> _Problem 1_: In the pH reference text, what pH range is given for drinking water, and which authority is cited for it?
> _Problem 2_: List every substance or reference point in the table under "Common pH Benchmarks and Approximate Ion Concentrations" in the pH reference text.

Common pH Benchmarks and Approximate Ion Concentrations
| Substance or Reference Point | Typical pH | Approximate [H+] mol/L | Interpretation |
|---|---|---|---|
| Battery acid | 0 to 1 | 1 to 0.1 | Extremely acidic |
| Lemon juice | 2 | 1.0 × 10-2 | Strongly acidic |
| Black coffee | 5 | 1.0 × 10-5 | Mildly acidic |
| Pure water at 25°C | 7 | 1.0 × 10-7 | Neutral |
| Human blood | 7.35 to 7.45 | About 4.47 × 10-8 to 3.55 × 10-8 | Slightly basic |
| Seawater | About 8.1 | About 7.94 × 10-9 | Moderately basic |
| Household ammonia | 11 to 12 | 1.0 × 10-11 to 1.0 × 10-12 | Strongly basic |
Real-World pH Standards and Data
pH is not just an academic concept. It matters in drinking water, environmental protection, medicine, food science, and agriculture. The following table summarizes a few commonly cited standards and ranges from major scientific and regulatory references.
| Area | Typical pH Range or Target | Why It Matters | Authority |
|---|---|---|---|
| Drinking water | 6.5 to 8.5 | Helps control corrosion, taste, and plumbing issues | U.S. EPA secondary drinking water guidance |
| Human blood | 7.35 to 7.45 | Small shifts can affect enzyme activity and physiology | Medical physiology references |
| Ocean surface water | About 8.1 average | Critical for marine chemistry and shell-forming organisms | NOAA and academic ocean science sources |
| Neutral pure water at 25°C | 7.00 | Equal [H+] and [OH-] | General chemistry standard |
Step-by-Step Process for Any pH or pOH Question
If you want a consistent method, use this workflow every time:
- Identify what you are given: [H+], [OH-], pH, or pOH.
- Pick the matching formula.
- Use logarithms for concentration to scale conversions.
- Use pH + pOH = 14 when you need the matching scale value.
- Classify the solution as acidic, neutral, or basic.

> _Provided data_:
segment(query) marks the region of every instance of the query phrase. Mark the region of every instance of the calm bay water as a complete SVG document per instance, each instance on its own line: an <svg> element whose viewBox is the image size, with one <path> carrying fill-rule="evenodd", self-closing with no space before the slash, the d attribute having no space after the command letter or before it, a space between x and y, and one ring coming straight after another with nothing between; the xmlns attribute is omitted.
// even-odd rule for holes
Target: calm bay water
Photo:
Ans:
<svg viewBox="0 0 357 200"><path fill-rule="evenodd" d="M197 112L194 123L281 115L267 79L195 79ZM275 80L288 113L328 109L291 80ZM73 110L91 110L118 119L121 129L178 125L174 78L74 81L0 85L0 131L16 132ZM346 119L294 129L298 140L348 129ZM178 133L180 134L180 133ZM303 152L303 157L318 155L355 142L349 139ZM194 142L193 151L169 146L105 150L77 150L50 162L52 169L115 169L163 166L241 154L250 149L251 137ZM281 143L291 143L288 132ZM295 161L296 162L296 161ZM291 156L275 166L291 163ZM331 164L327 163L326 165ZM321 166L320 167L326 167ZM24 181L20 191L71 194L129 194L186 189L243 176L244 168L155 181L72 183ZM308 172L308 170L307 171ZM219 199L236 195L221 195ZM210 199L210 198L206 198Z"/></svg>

> _Exercise result 1_: 6.5 to 8.5, from U.S. EPA secondary drinking water guidance.

> _Exercise result 2_: Battery acid, lemon juice, black coffee, pure water at 25°C, human blood, seawater, household ammonia